(Stored items)
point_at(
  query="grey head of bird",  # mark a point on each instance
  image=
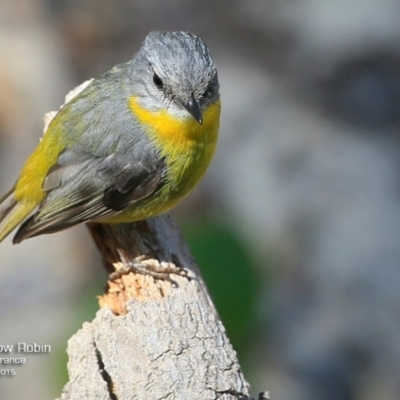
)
(174, 71)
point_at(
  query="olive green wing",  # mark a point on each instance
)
(82, 189)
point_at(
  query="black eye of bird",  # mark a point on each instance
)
(157, 81)
(208, 91)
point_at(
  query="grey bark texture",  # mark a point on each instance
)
(152, 338)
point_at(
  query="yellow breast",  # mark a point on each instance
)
(187, 146)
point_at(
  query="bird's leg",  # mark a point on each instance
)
(147, 265)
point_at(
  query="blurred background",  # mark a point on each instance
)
(295, 227)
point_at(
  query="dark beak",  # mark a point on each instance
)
(194, 109)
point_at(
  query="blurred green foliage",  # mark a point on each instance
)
(229, 274)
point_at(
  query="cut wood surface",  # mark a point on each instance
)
(152, 338)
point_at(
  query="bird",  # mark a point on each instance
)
(132, 144)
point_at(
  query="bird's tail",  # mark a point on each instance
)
(12, 213)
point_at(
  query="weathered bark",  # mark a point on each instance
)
(152, 338)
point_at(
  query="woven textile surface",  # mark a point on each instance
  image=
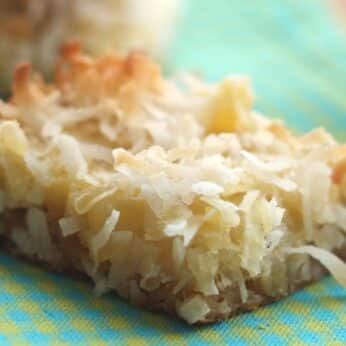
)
(296, 55)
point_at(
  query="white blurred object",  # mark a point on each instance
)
(34, 30)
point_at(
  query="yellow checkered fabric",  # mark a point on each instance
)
(297, 57)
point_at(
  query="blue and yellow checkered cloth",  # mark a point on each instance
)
(297, 57)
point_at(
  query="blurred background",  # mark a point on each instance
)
(293, 50)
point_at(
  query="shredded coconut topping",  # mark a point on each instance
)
(183, 188)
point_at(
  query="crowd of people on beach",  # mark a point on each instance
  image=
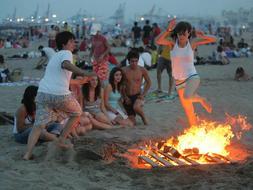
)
(70, 100)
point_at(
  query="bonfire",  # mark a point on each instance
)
(209, 142)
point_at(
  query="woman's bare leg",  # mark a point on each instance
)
(190, 94)
(138, 108)
(188, 108)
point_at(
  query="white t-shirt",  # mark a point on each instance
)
(140, 62)
(146, 58)
(182, 60)
(49, 52)
(56, 79)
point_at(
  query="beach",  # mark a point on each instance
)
(76, 171)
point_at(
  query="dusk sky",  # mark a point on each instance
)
(105, 8)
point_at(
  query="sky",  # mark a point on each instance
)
(105, 8)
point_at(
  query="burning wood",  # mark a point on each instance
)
(202, 144)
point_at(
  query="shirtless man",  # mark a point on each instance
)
(134, 96)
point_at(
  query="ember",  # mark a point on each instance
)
(205, 143)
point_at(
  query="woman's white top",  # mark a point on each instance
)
(182, 61)
(56, 79)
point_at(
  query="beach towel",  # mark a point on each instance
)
(159, 97)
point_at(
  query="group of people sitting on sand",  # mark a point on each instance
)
(68, 107)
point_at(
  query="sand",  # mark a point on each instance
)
(69, 171)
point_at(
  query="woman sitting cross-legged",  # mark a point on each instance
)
(24, 119)
(93, 103)
(112, 98)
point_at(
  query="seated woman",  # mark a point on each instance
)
(93, 103)
(240, 74)
(84, 124)
(4, 71)
(24, 119)
(112, 97)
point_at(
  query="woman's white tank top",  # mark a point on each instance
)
(182, 62)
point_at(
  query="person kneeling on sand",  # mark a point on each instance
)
(112, 97)
(24, 119)
(133, 95)
(93, 104)
(54, 98)
(240, 74)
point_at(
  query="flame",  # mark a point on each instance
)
(206, 139)
(211, 136)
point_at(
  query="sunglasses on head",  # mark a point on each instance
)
(182, 33)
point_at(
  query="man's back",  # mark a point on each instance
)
(134, 79)
(56, 79)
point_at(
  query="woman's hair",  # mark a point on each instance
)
(62, 38)
(181, 27)
(133, 53)
(86, 90)
(29, 99)
(219, 49)
(239, 71)
(1, 59)
(111, 78)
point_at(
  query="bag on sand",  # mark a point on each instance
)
(16, 75)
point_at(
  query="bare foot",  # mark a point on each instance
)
(28, 156)
(207, 106)
(145, 121)
(64, 144)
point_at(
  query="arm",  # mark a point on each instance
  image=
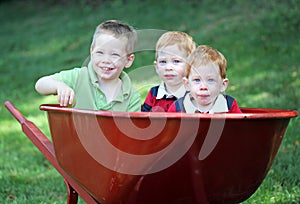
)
(47, 85)
(148, 103)
(135, 102)
(235, 108)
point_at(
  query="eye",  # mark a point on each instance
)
(210, 80)
(196, 80)
(176, 61)
(114, 54)
(162, 62)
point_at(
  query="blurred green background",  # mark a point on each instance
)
(259, 38)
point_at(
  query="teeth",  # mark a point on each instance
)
(107, 68)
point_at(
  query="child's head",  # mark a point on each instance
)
(172, 49)
(205, 75)
(117, 29)
(112, 49)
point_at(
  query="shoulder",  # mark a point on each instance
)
(232, 104)
(67, 75)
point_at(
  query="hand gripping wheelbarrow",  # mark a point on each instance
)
(140, 158)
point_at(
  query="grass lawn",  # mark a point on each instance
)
(260, 40)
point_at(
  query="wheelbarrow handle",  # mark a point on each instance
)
(15, 112)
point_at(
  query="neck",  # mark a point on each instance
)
(172, 89)
(111, 88)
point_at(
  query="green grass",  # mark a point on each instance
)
(260, 39)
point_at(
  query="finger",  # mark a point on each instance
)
(71, 98)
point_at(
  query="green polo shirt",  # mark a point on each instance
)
(88, 95)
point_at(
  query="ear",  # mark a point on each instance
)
(155, 64)
(130, 59)
(186, 83)
(224, 84)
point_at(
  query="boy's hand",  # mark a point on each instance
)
(65, 95)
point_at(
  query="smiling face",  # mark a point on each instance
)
(170, 65)
(205, 84)
(109, 56)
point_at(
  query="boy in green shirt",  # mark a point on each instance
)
(102, 85)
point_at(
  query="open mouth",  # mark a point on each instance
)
(107, 68)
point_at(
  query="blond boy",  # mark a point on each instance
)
(172, 49)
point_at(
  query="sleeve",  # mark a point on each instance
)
(148, 103)
(135, 102)
(235, 108)
(69, 77)
(172, 107)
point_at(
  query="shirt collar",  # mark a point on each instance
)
(163, 92)
(126, 82)
(220, 105)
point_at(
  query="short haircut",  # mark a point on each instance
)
(181, 39)
(204, 55)
(117, 29)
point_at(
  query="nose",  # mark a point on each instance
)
(203, 85)
(106, 59)
(169, 66)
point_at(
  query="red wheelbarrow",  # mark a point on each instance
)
(140, 158)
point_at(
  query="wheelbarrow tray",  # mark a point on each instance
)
(191, 158)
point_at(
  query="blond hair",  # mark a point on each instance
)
(181, 39)
(117, 29)
(204, 55)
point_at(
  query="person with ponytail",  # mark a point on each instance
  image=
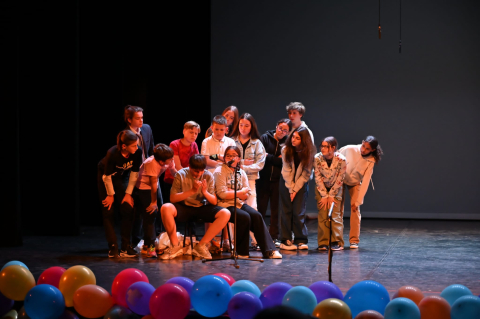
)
(297, 156)
(116, 178)
(360, 162)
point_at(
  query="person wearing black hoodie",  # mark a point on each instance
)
(267, 185)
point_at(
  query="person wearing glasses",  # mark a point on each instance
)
(329, 167)
(360, 162)
(267, 184)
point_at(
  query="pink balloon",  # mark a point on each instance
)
(170, 301)
(51, 276)
(228, 278)
(123, 281)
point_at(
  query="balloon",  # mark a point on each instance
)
(453, 292)
(244, 305)
(466, 307)
(274, 293)
(228, 278)
(434, 307)
(120, 312)
(14, 262)
(15, 282)
(170, 301)
(123, 281)
(5, 304)
(300, 298)
(210, 296)
(245, 285)
(325, 289)
(367, 295)
(138, 297)
(332, 308)
(44, 302)
(402, 308)
(369, 314)
(410, 292)
(51, 276)
(92, 301)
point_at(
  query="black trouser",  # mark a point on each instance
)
(248, 219)
(126, 211)
(268, 191)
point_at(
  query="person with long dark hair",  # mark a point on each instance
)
(297, 156)
(360, 162)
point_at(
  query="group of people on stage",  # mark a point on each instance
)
(236, 172)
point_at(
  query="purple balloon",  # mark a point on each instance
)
(138, 297)
(324, 290)
(244, 305)
(273, 295)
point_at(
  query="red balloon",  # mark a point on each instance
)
(169, 301)
(123, 281)
(51, 276)
(228, 278)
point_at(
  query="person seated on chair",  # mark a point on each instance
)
(247, 217)
(193, 196)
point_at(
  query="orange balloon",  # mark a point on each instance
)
(369, 314)
(410, 292)
(74, 278)
(434, 307)
(332, 308)
(15, 282)
(92, 301)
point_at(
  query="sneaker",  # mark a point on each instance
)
(113, 252)
(128, 252)
(288, 245)
(302, 246)
(151, 252)
(172, 252)
(201, 250)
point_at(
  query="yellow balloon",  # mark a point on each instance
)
(74, 278)
(332, 308)
(15, 282)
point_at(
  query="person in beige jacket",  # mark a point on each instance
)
(360, 162)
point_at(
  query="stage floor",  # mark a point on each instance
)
(430, 255)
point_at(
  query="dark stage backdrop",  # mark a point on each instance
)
(422, 104)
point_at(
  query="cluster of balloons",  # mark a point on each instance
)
(214, 295)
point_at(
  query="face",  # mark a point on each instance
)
(281, 130)
(365, 149)
(190, 134)
(218, 131)
(296, 139)
(244, 126)
(230, 116)
(136, 120)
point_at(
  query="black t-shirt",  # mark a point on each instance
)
(115, 164)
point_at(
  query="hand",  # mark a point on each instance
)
(108, 201)
(128, 199)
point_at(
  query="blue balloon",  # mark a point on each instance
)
(138, 297)
(300, 298)
(244, 305)
(402, 308)
(273, 295)
(44, 302)
(453, 292)
(466, 307)
(5, 304)
(367, 295)
(14, 262)
(210, 296)
(325, 290)
(245, 285)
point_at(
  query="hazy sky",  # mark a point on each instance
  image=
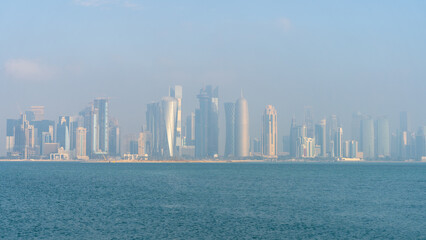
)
(337, 56)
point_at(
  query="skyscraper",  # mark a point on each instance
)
(80, 147)
(190, 129)
(242, 138)
(170, 108)
(338, 143)
(101, 126)
(269, 132)
(367, 137)
(207, 123)
(382, 138)
(230, 129)
(176, 92)
(320, 137)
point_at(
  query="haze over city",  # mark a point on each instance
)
(339, 58)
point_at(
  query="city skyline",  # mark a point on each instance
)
(315, 56)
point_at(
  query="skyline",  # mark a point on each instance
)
(163, 136)
(63, 54)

# THE EXERCISE:
State how many lines of the data contain the word "blurred", counting only exact matches of case.

# WORKED ANSWER:
5